**Task directions:** From the post on TIPS yields and inflation expectations, retype word for word the part that opens with the words containing "UPDATE 2:  I" and closes with "until further notice.".

**Text to read:**
My next question is: if there are arbitrage profits to be made from such an exchange of assets, what is the mechanism by which the arbitrage profits would be eliminated? Why would exchanging Treasuries for TIPS alter real interest rates or inflation expectations in such a way as to eliminate the discrepancy in yields? Maybe there is something obvious going on that I’m not getting. What is it?  And if the reason is not obvious, I’ld like to know it, too.

UPDATE:  Thanks to Cantillonblog and Foosion for explaining the obvious to me.  In my haste, I wasn’t thinking clearly.  Given the expectation of inflation, the negative yield on TIPS will have to be supplemented by a further payment to compensate for the loss of principle due to inflation, so the cash flows associated with either a conventional Treasury or a TIPS are equal if inflation matches the implicit expectation of inflation corresponding to the TIPS spread.  But suppose the Treasury did issue more TIPS relative to conventional Treasuries, wouldn’t the additional Treasuries be sold to people who had slightly higher expectations of inflation than those who were already holding them?  Or alternatively, wouldn’t the very fact that the government was trying to sell more TIPS and fewer conventional Treasuries cause the public to revise their expectations of inflation upwards?  That’s not exactly the conventional channel by which either monetary policy or fiscal policy affects inflation expectations, but it does suggest that the policy authorities have some traction in trying to affect inflation expectations.  In addition, since interest rates fell close to zero after the financial panic of 2008, inflation expectations have responded in the expected direction to changes in the stance of monetary policy, rising after the announcment of QE1 and QE2 and falling when they were terminated.

UPDATE 2:  I am posting too fast today.  If the Treasury increased the quantity of TIPS being offered, it would drive down the price of the TIPS, increasing the real inflation adjusted yield.  An increased real yield, at a given nominal rate, would imply a reduced break even TIPS spread, or reduced inflation expectations.  Thus, increasing the proportion of TIPS relative to conventional Treasuries would induce savers with relatively lower inflation expectations than those previously holding them to begin holding them as well.  Alternatively, increasing the proportion of TIPS outstanding would encourage individuals to revise their expectations of inflation downward because the Treasury would be increasing its exposure to inflation.  But the point about the applicability of the MM theorem still applies with the appropriate adjustments.  At least until further notice.

More on the Recent Anomaly in the Real Term Structure of Interest Rates

In a post last week, I pointed out that there was a highly unusual inverse correlation between the 5- and 10-year real interest rates as approximately reflected in constant maturity 5- and 10-year TIPS. (On the meaning of the term “constant maturity” see the very valuable and informative post in J.P. Koning’s excellent blog summarizing discussions in the many blogs that he follows and comments on) about the various blogs Since early May the correlation coefficient between the yields on constant maturity 5- and 10-year TIPS was about -.72 (as of today it’s -.77), while the correlation coefficient between the two yields since the start of 2012 was .86.  It occurred to me after writing the post (I added an update to make the point) that one reason for the inverse correlation might be an increased in the expected likelihood of a financial crisis, in which case real short-term interest rates would rise during the crisis as people expecting to be short of cash bid up real rates trying to get their hands on cash ahead of the crisis, while also selling off assets (either fixed capital or inventories).

**Record excerpts:**
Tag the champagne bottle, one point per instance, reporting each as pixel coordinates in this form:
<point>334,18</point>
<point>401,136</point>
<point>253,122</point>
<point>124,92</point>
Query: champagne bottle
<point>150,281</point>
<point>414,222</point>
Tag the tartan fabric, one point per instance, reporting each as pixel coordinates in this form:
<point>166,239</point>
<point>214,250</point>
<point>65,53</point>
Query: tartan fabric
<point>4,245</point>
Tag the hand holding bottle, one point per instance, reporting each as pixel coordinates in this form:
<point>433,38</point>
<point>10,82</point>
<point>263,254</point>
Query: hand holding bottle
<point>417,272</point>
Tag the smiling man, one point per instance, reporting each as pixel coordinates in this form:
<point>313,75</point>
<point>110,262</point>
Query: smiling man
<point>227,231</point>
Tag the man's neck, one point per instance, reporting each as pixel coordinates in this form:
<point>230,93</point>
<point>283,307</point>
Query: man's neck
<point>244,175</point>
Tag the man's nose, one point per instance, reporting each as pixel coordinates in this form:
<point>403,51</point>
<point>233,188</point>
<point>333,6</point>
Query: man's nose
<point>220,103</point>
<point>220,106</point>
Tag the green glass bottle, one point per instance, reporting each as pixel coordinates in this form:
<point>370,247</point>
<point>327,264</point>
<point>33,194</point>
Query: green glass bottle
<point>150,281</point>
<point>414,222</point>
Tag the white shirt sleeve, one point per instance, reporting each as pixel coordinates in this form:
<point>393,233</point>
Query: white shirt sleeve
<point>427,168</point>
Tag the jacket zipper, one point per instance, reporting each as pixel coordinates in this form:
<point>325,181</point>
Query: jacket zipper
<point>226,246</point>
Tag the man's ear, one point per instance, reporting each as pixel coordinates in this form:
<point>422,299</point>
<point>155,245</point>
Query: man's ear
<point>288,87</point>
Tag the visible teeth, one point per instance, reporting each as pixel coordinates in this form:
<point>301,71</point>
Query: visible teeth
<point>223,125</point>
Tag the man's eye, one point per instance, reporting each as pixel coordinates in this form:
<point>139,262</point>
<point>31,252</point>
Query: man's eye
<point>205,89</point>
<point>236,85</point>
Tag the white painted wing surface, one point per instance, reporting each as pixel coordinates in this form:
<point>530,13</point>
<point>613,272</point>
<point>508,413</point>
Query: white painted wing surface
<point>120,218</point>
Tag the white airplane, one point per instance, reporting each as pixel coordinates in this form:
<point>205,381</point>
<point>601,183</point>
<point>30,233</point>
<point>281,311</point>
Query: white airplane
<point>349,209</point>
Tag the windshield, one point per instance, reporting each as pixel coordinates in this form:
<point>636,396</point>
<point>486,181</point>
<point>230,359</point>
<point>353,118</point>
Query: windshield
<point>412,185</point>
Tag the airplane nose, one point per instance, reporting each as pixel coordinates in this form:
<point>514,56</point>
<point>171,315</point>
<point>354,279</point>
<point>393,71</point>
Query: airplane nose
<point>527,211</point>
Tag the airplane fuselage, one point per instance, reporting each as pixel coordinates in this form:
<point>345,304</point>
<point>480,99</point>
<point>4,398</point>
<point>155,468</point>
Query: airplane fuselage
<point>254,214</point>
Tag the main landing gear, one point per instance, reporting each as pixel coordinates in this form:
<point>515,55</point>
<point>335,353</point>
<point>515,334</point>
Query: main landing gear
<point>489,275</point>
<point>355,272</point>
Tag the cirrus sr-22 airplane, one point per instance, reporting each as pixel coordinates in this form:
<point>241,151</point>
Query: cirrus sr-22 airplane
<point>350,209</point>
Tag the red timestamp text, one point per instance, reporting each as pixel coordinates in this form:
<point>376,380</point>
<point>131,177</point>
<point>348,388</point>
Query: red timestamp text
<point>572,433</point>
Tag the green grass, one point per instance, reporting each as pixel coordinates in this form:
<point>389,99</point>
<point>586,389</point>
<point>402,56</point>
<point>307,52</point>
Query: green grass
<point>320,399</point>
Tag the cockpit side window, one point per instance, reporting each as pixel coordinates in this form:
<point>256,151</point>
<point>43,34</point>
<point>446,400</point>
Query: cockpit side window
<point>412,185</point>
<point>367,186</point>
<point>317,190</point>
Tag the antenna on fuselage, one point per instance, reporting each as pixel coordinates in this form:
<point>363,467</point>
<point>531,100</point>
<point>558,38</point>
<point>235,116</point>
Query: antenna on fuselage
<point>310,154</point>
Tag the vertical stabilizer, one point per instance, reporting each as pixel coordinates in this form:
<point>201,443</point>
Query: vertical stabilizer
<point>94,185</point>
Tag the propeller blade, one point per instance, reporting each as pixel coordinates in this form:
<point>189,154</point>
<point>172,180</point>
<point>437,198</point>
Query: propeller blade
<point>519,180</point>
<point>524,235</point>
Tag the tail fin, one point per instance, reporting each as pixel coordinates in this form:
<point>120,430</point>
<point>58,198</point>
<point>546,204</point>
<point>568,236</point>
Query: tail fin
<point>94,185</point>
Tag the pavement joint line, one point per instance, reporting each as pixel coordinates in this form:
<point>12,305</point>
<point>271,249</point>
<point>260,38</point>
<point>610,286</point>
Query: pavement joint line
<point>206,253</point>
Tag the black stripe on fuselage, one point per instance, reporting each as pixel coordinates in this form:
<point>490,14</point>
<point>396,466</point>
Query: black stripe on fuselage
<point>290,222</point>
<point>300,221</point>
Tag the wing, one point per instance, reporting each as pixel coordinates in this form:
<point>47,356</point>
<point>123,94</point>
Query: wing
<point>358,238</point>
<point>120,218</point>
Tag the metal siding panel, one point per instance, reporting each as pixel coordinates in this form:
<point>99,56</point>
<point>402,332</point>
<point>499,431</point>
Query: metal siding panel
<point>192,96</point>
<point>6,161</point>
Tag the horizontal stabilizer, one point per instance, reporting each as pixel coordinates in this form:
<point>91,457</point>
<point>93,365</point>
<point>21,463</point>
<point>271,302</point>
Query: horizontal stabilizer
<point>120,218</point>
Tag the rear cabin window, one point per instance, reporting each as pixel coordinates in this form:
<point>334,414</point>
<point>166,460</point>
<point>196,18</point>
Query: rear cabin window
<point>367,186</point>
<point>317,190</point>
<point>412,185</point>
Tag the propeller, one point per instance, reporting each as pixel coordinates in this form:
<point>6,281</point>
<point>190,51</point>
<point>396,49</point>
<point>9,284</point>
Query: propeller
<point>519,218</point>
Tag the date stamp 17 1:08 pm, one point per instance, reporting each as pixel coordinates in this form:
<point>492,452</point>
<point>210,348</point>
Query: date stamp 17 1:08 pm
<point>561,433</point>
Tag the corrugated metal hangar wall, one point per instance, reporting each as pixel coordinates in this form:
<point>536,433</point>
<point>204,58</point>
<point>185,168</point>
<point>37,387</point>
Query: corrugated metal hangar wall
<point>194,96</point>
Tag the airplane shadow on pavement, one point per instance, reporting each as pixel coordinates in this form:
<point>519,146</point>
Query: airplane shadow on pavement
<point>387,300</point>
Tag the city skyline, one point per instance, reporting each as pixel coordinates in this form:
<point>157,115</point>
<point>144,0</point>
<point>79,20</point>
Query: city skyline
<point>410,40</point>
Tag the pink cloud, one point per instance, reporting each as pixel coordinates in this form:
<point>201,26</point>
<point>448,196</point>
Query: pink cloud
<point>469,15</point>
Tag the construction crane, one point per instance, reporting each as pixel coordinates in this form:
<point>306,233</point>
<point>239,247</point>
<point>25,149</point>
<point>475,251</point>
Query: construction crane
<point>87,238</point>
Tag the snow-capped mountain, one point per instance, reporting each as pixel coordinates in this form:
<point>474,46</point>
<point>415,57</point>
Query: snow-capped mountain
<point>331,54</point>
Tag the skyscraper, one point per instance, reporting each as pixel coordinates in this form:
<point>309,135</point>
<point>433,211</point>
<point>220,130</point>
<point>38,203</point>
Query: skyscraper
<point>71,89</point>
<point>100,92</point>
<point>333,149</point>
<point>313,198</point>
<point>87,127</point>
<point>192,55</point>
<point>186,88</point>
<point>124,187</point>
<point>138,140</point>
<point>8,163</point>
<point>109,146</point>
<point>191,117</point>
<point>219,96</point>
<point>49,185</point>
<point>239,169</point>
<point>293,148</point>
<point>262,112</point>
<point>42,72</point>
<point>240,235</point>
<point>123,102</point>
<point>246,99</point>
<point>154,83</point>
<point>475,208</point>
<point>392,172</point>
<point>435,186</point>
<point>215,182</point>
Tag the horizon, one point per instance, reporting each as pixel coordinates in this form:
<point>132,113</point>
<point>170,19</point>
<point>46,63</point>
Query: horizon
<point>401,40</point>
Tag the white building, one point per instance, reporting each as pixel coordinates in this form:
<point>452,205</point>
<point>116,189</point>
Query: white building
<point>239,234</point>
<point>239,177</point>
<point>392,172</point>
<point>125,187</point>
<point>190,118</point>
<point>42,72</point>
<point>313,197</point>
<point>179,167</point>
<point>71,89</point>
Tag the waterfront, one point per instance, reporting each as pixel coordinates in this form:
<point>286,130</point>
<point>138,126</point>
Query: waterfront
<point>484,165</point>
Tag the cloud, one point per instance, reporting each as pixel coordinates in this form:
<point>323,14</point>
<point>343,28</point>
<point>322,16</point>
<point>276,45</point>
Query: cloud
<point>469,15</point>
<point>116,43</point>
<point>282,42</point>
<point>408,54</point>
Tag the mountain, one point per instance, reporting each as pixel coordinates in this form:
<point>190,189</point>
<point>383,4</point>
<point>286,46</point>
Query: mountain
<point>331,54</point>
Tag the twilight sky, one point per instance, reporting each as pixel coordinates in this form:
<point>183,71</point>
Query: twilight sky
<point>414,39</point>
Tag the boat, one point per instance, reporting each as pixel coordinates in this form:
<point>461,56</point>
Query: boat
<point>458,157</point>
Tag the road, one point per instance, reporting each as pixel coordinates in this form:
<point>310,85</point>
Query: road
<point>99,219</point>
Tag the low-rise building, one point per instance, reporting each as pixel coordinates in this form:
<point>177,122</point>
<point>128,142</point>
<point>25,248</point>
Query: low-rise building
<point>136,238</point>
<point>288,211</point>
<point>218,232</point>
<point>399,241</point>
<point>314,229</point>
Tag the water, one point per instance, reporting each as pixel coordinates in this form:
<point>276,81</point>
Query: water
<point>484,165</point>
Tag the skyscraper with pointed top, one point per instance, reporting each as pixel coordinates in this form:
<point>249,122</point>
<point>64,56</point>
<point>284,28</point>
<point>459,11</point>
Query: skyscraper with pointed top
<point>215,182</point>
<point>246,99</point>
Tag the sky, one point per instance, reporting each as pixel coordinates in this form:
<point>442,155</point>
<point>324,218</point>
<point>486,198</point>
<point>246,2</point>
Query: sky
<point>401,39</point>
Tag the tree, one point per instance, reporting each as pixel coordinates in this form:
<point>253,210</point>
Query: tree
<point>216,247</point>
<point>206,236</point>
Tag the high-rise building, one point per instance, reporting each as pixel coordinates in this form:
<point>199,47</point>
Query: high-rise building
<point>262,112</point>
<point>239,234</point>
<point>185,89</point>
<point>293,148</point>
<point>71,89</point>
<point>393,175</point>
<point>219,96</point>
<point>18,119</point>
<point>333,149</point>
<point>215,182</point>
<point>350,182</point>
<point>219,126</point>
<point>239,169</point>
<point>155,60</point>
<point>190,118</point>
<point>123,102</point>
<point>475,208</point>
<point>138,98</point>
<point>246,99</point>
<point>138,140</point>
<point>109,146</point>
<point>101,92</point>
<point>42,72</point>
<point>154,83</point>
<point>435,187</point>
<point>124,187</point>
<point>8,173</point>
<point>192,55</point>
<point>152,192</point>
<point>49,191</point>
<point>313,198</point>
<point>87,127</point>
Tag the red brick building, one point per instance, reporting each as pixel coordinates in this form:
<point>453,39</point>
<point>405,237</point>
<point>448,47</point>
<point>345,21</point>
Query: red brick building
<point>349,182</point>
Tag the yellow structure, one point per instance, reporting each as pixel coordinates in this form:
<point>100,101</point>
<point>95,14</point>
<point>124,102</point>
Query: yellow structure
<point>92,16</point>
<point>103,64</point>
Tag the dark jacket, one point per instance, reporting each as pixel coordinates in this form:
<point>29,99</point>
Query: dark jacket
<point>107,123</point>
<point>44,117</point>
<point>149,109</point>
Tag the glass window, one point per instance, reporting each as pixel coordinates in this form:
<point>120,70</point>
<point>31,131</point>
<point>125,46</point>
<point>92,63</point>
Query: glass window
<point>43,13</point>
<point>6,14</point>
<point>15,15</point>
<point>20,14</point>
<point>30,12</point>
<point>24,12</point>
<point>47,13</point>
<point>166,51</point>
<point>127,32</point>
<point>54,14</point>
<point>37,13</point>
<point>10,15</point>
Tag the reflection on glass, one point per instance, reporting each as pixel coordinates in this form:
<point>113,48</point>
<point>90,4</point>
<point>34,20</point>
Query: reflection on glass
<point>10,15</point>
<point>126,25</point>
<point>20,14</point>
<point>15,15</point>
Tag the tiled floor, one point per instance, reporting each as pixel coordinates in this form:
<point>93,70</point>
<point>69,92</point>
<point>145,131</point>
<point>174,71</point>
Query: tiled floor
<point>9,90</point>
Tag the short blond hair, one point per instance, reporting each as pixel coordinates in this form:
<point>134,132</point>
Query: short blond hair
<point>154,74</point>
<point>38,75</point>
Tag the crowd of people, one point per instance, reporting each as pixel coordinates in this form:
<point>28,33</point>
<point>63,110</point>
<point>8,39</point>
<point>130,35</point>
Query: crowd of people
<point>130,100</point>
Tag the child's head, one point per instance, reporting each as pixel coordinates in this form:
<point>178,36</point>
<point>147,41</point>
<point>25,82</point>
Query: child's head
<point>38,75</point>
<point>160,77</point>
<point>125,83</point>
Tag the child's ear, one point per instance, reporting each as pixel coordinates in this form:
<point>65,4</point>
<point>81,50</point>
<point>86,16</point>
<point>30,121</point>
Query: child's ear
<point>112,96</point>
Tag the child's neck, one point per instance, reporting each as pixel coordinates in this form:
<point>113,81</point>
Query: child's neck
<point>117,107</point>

**Correct response:**
UPDATE 2:  I am posting too fast today.  If the Treasury increased the quantity of TIPS being offered, it would drive down the price of the TIPS, increasing the real inflation adjusted yield.  An increased real yield, at a given nominal rate, would imply a reduced break even TIPS spread, or reduced inflation expectations.  Thus, increasing the proportion of TIPS relative to conventional Treasuries would induce savers with relatively lower inflation expectations than those previously holding them to begin holding them as well.  Alternatively, increasing the proportion of TIPS outstanding would encourage individuals to revise their expectations of inflation downward because the Treasury would be increasing its exposure to inflation.  But the point about the applicability of the MM theorem still applies with the appropriate adjustments.  At least until further notice.